» **What needs to be done**
What are the lines, copied exactly, from the one containing "the glasses lens" through the last line of the records below, both included?

Natural language region descriptions
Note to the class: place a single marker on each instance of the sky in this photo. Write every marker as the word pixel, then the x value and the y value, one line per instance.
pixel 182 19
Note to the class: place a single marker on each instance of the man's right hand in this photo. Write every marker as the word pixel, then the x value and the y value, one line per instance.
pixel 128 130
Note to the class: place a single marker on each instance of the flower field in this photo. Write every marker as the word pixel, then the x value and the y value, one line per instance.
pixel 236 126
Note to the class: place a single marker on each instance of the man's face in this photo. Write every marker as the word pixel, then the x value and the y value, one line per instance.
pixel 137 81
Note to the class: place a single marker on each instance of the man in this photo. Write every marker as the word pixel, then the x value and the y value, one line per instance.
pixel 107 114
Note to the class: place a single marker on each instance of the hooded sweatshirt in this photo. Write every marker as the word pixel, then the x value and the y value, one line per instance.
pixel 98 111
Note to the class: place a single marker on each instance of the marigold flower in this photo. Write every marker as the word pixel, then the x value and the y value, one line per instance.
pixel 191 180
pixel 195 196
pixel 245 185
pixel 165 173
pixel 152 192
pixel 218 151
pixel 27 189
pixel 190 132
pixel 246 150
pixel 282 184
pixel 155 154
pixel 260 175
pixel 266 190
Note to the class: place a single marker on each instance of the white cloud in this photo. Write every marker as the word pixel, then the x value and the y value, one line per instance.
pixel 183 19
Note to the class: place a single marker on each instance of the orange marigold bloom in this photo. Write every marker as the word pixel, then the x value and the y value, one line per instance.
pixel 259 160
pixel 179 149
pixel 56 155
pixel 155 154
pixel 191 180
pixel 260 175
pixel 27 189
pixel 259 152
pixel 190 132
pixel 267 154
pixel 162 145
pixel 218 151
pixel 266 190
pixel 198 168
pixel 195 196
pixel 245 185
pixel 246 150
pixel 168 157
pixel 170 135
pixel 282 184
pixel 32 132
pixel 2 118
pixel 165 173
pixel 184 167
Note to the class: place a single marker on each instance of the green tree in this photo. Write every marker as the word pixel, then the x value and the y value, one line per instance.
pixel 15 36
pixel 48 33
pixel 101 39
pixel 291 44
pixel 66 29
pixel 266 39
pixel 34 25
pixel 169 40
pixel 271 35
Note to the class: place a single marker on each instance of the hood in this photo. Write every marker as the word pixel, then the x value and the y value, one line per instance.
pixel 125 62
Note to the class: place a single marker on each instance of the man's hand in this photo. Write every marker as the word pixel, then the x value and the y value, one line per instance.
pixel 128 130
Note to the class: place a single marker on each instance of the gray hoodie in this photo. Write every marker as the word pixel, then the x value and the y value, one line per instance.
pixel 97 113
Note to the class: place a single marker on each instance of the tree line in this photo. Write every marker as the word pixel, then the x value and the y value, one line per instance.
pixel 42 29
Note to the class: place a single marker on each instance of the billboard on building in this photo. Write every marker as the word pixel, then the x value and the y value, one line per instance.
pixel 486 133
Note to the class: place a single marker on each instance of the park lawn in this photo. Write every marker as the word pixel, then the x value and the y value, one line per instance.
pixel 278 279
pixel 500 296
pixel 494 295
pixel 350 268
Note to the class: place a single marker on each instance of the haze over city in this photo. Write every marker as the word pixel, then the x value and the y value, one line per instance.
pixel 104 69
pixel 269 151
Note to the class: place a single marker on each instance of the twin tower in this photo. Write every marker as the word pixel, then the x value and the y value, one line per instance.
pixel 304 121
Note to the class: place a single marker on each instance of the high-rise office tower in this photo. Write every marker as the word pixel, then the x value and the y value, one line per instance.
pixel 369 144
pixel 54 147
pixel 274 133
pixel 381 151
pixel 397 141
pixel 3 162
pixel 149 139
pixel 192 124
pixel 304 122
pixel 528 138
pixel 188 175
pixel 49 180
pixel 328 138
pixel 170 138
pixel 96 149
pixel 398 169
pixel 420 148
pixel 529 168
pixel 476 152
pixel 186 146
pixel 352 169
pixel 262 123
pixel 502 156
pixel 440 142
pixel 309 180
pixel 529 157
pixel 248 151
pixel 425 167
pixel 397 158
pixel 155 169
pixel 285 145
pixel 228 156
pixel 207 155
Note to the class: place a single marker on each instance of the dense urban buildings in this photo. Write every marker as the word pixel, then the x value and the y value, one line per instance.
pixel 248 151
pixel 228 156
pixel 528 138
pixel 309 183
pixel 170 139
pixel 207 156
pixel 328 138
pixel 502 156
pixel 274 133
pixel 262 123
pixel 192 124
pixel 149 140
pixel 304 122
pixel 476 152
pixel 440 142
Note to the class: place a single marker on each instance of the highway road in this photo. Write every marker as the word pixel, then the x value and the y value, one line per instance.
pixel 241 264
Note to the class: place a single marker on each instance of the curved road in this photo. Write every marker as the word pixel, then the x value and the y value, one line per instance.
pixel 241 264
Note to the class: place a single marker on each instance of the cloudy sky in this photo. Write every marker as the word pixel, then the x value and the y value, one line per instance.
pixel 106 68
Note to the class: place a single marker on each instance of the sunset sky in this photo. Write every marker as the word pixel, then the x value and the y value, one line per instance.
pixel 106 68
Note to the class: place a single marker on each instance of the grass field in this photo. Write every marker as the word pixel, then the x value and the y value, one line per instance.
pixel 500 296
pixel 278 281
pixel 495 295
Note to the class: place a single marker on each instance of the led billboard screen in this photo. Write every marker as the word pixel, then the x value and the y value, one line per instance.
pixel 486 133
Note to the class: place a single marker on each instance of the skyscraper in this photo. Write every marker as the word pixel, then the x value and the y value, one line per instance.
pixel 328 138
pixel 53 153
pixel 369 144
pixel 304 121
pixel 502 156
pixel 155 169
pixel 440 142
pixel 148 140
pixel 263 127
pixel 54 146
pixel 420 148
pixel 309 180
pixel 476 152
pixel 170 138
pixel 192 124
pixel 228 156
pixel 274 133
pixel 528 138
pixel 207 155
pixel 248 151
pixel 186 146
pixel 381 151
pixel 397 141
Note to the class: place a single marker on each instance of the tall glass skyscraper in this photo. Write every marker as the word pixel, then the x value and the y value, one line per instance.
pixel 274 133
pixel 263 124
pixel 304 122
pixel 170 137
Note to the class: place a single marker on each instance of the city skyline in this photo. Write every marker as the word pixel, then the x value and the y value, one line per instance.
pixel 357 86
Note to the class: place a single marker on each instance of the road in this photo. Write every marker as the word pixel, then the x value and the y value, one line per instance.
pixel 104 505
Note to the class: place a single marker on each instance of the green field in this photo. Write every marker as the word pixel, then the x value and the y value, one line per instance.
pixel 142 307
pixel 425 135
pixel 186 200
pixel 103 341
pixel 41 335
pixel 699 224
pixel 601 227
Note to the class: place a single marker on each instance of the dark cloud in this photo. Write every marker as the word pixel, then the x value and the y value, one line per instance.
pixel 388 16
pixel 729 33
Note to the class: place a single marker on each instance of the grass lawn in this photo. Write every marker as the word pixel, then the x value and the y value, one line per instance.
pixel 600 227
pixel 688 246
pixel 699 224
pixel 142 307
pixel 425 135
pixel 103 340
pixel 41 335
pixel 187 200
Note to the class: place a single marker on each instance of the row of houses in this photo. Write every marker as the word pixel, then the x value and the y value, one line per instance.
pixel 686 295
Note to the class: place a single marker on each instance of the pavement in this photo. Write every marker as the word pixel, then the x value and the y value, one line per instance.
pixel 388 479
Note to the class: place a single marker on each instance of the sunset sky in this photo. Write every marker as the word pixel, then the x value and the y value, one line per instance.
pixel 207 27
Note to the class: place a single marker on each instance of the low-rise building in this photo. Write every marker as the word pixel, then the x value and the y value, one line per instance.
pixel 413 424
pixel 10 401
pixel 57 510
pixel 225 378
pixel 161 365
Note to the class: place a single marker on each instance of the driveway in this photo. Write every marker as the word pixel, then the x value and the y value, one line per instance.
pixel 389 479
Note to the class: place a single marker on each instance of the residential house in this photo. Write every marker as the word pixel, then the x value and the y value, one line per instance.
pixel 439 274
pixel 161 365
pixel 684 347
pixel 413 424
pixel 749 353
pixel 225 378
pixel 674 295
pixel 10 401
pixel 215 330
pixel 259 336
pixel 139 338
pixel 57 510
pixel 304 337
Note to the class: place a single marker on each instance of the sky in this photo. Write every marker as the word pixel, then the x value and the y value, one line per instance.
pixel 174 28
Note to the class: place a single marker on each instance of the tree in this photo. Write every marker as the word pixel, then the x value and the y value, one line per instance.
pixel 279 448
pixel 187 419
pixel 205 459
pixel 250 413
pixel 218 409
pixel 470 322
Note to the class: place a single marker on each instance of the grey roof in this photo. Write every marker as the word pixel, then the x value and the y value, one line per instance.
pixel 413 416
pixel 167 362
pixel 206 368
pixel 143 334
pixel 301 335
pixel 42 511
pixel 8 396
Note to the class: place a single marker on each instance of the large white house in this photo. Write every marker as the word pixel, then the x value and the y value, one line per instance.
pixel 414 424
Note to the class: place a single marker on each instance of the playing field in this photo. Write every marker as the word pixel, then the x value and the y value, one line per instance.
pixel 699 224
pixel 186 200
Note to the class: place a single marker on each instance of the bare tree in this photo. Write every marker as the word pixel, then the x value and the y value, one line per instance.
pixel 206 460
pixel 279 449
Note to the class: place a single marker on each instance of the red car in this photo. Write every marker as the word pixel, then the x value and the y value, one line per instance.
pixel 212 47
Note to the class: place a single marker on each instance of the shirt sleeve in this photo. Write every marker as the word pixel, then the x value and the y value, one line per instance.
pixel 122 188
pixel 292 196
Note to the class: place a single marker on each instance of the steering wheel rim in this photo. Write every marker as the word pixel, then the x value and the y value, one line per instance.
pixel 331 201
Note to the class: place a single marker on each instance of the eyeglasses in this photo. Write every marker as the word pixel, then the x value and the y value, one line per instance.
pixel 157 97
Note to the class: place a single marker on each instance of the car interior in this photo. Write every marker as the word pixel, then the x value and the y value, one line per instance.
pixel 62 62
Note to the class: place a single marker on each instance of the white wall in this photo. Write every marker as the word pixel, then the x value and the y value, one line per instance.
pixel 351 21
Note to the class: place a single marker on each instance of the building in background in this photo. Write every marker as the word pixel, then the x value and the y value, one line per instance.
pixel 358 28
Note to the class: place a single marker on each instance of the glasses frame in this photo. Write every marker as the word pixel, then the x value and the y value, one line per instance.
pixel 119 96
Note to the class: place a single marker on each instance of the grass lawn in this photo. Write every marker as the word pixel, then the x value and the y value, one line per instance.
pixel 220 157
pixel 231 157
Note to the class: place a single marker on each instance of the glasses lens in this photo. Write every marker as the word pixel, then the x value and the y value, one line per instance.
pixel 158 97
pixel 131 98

» **Output for this exercise**
Note to the class: place a single marker on each instance of the glasses lens in this photo. Write every marker as the word pixel, then the x value and the y value, one line per instance.
pixel 158 97
pixel 131 98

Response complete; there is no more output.